• Data rows:
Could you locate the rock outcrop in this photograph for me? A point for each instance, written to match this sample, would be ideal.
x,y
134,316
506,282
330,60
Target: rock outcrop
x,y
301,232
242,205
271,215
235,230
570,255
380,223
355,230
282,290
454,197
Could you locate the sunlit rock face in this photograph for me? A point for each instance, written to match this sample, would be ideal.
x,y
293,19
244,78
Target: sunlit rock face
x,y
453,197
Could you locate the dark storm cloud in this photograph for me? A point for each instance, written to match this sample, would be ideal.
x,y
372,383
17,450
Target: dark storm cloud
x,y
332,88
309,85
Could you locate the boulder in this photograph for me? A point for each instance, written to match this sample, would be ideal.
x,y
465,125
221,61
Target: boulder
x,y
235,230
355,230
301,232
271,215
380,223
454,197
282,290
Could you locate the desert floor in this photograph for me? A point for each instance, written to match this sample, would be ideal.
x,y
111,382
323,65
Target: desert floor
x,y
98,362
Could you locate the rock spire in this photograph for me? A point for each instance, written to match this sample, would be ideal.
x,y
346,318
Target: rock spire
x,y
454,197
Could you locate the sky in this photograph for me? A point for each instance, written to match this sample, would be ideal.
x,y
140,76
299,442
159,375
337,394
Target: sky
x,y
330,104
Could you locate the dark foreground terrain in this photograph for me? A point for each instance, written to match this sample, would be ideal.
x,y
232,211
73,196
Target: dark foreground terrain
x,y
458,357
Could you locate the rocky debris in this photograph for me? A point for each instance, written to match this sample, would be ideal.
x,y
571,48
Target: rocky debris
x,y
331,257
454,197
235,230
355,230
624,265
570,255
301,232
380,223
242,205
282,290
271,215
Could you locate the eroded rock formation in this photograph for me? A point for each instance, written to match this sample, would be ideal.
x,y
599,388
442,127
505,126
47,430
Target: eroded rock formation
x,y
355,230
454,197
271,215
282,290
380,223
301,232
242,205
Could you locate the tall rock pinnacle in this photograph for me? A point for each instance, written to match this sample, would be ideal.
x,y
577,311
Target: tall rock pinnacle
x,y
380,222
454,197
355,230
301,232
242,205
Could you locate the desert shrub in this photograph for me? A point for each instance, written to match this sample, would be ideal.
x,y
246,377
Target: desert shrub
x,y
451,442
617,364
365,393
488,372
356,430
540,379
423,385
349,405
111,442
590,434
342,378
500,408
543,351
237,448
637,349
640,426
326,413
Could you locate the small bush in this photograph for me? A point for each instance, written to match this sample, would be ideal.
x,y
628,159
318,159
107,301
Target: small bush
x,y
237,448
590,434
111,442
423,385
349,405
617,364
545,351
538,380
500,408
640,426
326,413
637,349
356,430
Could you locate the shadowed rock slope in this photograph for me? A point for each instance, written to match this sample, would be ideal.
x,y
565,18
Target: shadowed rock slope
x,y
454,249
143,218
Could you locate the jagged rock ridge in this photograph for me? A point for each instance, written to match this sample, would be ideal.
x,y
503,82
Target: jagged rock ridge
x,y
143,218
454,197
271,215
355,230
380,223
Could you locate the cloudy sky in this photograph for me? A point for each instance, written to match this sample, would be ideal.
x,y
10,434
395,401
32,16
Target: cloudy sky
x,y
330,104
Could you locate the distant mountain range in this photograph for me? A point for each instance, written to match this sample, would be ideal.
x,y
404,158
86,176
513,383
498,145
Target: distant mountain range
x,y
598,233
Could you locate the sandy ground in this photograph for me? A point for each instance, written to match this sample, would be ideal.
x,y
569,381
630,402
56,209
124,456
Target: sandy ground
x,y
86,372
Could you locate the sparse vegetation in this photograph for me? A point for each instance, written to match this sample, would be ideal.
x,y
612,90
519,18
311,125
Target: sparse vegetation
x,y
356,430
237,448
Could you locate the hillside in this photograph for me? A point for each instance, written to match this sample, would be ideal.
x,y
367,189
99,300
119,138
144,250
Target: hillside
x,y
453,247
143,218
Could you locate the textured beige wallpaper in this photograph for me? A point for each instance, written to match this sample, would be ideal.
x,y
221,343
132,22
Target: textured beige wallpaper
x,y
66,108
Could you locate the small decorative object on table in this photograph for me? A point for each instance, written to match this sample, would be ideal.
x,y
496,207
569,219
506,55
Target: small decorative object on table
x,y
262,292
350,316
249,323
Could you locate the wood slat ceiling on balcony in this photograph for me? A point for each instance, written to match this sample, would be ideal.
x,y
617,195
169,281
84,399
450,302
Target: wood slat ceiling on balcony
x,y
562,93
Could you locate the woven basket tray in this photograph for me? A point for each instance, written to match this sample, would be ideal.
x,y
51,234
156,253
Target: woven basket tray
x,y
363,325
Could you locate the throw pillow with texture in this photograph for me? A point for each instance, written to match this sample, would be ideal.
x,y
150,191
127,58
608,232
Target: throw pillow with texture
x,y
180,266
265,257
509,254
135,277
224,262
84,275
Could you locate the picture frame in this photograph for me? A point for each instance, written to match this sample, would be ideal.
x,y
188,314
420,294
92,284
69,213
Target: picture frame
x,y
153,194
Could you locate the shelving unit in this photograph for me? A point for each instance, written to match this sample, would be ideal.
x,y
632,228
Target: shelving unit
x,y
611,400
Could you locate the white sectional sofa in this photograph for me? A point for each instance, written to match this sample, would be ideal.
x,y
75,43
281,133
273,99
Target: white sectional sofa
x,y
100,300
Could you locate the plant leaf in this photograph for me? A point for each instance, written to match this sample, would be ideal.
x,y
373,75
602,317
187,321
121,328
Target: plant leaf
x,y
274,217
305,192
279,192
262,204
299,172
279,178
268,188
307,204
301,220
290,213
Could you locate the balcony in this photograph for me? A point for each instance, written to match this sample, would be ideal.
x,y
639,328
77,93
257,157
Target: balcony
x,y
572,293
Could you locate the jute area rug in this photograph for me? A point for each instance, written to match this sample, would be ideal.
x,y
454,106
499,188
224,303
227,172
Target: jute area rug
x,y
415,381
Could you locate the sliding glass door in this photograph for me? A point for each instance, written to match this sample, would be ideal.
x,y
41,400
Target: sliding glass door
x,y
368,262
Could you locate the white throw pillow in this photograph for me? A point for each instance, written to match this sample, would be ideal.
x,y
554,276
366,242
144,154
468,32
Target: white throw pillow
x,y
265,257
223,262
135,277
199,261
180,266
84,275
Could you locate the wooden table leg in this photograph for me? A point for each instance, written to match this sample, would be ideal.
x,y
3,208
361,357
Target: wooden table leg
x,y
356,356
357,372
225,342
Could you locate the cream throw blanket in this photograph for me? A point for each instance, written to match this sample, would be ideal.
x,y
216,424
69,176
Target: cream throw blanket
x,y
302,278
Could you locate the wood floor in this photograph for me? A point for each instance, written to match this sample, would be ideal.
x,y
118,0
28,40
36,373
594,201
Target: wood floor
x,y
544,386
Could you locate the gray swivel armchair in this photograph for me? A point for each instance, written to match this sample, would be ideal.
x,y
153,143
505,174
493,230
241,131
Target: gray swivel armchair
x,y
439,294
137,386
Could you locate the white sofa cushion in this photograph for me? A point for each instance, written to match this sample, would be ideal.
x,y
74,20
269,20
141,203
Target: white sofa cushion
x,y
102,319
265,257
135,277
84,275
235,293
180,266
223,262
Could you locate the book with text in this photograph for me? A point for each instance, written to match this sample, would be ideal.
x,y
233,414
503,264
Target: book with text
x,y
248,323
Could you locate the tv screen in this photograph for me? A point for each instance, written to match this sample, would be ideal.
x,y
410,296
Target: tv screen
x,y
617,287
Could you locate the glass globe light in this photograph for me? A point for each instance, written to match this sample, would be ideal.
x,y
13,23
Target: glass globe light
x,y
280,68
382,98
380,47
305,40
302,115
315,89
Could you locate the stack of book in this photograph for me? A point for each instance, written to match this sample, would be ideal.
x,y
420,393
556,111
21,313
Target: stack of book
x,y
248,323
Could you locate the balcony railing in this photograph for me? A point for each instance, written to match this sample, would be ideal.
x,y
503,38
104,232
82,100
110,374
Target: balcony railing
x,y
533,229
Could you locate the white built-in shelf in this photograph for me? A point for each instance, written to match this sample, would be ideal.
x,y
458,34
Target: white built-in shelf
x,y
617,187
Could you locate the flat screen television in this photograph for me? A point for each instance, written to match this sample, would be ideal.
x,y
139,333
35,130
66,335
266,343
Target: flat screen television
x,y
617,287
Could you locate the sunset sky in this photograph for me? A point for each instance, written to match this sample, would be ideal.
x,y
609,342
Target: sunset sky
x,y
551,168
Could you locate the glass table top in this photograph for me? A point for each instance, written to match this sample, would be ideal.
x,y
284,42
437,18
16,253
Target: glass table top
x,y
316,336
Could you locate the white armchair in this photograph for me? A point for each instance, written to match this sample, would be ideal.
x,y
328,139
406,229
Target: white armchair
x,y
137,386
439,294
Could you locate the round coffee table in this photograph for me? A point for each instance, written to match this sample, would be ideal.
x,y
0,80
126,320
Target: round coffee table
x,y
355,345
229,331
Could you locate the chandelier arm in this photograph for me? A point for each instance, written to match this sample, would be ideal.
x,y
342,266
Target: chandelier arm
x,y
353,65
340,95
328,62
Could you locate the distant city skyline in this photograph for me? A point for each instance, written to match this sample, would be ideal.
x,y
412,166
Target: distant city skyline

• Stated task:
Repeat exactly the lines from the line containing "Could you locate the glass globe" through the last line of the records above, including both, and nothing else.

• Written answer:
Could you locate the glass globe light in this photograph for me? A point for each instance, written to match this sample, would be ideal.
x,y
13,23
Target: glass globe light
x,y
280,68
382,98
380,47
305,40
302,115
315,89
Could you locate the stack of book in this photograph for me? A point for each instance, written to match this sample, would be ideal.
x,y
420,393
556,111
21,313
Target: stack of book
x,y
248,323
Could you locate the balcony railing in this photograph for me? A point for each instance, written to match this sample, would be ideal.
x,y
503,38
104,232
82,100
110,374
Target: balcony railing
x,y
533,229
Could you locate the white built-in shelf in this photograph for me? A point for each instance, written to match this sample, would be ideal.
x,y
458,34
Target: white built-in shelf
x,y
617,187
Could you locate the flat screen television in this photograph for me? A point for each instance, written to match this sample, would be ideal.
x,y
139,333
35,130
66,335
266,343
Target: flat screen television
x,y
617,287
Could you locate the sunset sky in this photograph for me? A point for each instance, written to match this sample, would be ideal.
x,y
609,342
Target: sunset sky
x,y
551,168
Could you locate the glass table top in this photograph for me? A point for each instance, written to match this sample, would be ideal.
x,y
284,42
437,18
16,253
Target: glass table top
x,y
316,336
Could you locate the white armchair in this photograph for me? A point for each instance, written to match this sample, would be ideal.
x,y
328,139
406,229
Target: white armchair
x,y
137,386
439,294
Could you locate the round coffee table in this photograph for me? A point for each instance, written to match this sample, would be ideal.
x,y
0,80
126,320
Target: round coffee table
x,y
355,345
229,331
Could you locate the chandelier arm in this photograph for me? A point for each instance, written to match this sample, would be ideal.
x,y
342,266
Target: chandelier arm
x,y
353,65
340,95
328,62
Could you locate the distant city skyline in this photograph for me? A point for each instance, written to match this sample, would be ideal.
x,y
412,166
Target: distant city skyline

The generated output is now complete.